» **Short problem**: Starting with the line that has "Q: For every instance of the man's face" in it, repeat every line through the last one, word for word, and give nothing more.

» **Available records**:

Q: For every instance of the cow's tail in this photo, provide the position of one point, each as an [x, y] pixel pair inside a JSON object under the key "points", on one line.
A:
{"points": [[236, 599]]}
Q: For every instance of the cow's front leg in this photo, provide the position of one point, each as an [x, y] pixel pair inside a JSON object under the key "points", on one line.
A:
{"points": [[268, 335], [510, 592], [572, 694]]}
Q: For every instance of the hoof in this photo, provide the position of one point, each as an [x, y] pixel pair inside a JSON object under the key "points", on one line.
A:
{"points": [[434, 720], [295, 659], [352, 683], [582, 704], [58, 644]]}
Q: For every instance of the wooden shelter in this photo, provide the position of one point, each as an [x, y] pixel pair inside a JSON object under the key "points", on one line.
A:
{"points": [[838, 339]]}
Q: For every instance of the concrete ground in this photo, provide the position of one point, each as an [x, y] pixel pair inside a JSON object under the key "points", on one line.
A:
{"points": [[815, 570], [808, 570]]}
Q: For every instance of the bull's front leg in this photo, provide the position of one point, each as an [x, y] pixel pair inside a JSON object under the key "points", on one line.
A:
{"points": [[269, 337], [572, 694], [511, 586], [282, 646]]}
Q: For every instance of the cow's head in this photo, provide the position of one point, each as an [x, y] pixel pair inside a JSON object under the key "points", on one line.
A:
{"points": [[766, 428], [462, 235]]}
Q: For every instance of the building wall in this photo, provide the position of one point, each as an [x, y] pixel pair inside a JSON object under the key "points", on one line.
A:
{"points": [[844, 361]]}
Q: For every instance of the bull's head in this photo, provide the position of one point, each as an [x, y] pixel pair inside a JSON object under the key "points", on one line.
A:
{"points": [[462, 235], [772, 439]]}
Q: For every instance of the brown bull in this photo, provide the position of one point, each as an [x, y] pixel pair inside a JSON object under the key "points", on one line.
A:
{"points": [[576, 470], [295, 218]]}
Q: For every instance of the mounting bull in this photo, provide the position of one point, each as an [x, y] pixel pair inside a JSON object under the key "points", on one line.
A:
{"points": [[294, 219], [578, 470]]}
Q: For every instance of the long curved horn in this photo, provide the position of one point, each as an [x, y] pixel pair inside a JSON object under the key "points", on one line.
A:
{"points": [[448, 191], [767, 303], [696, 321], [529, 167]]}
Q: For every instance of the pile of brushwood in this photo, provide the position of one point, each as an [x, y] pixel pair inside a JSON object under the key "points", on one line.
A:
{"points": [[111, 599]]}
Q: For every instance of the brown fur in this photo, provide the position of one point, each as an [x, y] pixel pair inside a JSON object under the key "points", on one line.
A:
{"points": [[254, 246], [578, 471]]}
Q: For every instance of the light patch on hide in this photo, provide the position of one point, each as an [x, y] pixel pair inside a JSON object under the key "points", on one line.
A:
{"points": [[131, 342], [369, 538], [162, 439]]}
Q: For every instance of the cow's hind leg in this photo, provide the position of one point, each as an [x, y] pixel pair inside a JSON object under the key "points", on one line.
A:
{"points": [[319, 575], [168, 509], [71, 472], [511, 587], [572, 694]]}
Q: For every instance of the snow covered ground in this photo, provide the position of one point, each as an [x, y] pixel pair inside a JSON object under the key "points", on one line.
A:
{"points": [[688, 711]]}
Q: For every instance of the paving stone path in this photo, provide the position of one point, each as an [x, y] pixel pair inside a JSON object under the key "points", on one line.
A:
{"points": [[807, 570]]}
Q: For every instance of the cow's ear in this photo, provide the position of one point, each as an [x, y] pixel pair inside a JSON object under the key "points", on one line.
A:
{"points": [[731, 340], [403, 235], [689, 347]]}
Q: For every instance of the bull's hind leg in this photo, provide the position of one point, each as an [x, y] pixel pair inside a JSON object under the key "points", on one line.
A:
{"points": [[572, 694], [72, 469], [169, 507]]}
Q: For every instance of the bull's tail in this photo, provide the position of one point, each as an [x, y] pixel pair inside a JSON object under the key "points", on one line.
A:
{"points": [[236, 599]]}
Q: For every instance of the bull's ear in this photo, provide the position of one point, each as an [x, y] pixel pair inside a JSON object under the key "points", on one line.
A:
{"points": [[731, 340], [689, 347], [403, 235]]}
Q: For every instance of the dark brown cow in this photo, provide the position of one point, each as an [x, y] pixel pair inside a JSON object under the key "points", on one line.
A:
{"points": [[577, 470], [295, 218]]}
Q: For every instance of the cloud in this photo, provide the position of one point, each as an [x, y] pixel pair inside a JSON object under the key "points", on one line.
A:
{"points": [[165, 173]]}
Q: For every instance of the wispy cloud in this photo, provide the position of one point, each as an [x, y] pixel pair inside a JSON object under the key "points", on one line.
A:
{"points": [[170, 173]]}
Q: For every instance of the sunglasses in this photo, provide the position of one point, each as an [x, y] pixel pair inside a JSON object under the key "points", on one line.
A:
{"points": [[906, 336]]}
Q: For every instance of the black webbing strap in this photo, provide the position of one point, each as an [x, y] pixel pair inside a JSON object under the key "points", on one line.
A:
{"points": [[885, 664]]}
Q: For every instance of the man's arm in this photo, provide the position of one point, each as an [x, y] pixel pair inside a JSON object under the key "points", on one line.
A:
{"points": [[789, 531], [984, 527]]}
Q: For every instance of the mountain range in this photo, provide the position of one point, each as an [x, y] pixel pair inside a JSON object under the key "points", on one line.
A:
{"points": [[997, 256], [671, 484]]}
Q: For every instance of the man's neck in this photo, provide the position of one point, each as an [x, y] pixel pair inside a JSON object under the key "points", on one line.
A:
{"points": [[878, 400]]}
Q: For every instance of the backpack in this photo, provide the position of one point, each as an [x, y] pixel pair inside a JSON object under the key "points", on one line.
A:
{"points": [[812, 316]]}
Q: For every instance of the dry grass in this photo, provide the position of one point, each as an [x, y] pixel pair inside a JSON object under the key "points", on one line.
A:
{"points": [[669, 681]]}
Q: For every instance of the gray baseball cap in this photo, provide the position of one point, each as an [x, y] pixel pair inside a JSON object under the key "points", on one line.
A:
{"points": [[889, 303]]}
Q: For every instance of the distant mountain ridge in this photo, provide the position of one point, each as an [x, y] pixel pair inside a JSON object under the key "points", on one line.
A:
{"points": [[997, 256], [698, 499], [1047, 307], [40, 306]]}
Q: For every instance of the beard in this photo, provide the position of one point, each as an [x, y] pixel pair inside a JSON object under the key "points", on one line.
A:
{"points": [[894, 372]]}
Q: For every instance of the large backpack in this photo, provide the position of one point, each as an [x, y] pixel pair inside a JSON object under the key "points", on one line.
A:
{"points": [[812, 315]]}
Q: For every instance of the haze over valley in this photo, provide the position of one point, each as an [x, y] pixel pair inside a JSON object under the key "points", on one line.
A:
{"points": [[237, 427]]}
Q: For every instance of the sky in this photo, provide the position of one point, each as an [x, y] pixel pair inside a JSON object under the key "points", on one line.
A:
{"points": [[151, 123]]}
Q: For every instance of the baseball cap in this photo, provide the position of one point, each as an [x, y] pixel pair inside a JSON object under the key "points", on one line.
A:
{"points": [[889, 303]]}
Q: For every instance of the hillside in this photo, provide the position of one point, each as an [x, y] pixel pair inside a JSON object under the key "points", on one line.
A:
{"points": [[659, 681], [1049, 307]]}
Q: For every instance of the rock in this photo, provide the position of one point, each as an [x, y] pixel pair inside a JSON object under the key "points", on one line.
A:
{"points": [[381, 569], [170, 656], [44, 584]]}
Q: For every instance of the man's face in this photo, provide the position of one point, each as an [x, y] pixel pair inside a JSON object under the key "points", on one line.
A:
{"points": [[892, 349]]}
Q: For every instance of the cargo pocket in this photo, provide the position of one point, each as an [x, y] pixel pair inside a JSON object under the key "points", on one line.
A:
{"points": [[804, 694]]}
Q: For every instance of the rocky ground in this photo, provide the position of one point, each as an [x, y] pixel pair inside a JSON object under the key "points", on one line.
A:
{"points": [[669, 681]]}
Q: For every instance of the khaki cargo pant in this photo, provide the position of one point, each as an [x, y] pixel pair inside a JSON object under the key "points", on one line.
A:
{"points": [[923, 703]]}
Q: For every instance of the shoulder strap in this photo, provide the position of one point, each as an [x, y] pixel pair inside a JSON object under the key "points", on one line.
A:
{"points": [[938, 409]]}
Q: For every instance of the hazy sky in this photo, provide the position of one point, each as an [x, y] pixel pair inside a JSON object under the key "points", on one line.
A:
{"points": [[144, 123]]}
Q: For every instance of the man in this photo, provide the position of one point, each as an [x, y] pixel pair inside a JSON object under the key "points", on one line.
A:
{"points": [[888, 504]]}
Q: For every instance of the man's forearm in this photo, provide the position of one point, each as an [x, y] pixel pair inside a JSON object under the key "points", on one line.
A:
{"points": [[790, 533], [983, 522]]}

» **Task response**:
Q: For every instance of the man's face in this photo, provide the position of one point, each as an [x, y] pixel pair inside a JSON object under the key "points", on one line.
A:
{"points": [[892, 349]]}
Q: For every instance of the cargo pocket in this photo, provide the position of one point, each as an [x, y] pixel pair inside a JSON object under the key "points", on one line.
A:
{"points": [[804, 694]]}
Q: For every instance of the rocky ground in this photo, provide the position of one point, each as an [x, y] pixel pair inside a JSON object under the key "points", on one line.
A:
{"points": [[669, 681]]}
Q: For every instance of the khaki cargo pant in this photo, provide the position of one point, each as an [x, y] pixel pair inside a JSON object under the key "points", on one line.
A:
{"points": [[923, 703]]}
Q: For every instance of the shoulder strap in this photo, provide the position of one point, each as an [x, y] pixel pair inside a JSON object under the key "points", on one line.
A:
{"points": [[938, 409]]}
Q: For every instance of the hazy sky in this photo, provide the position of one point, each as an [x, y] pixel pair inside a JSON object under the key "points", on one line.
A:
{"points": [[144, 123]]}
Q: For every instance of the man in this photo, provide the position of one point, each as an [x, y] pixel pair inside a JSON object under the key "points", on one line.
A:
{"points": [[888, 504]]}
Q: For every instance of the man's forearm in this photo, provide the position of one point, each as an [x, y] pixel pair inside a JSON object under the key "points", on one line.
A:
{"points": [[790, 533], [983, 522]]}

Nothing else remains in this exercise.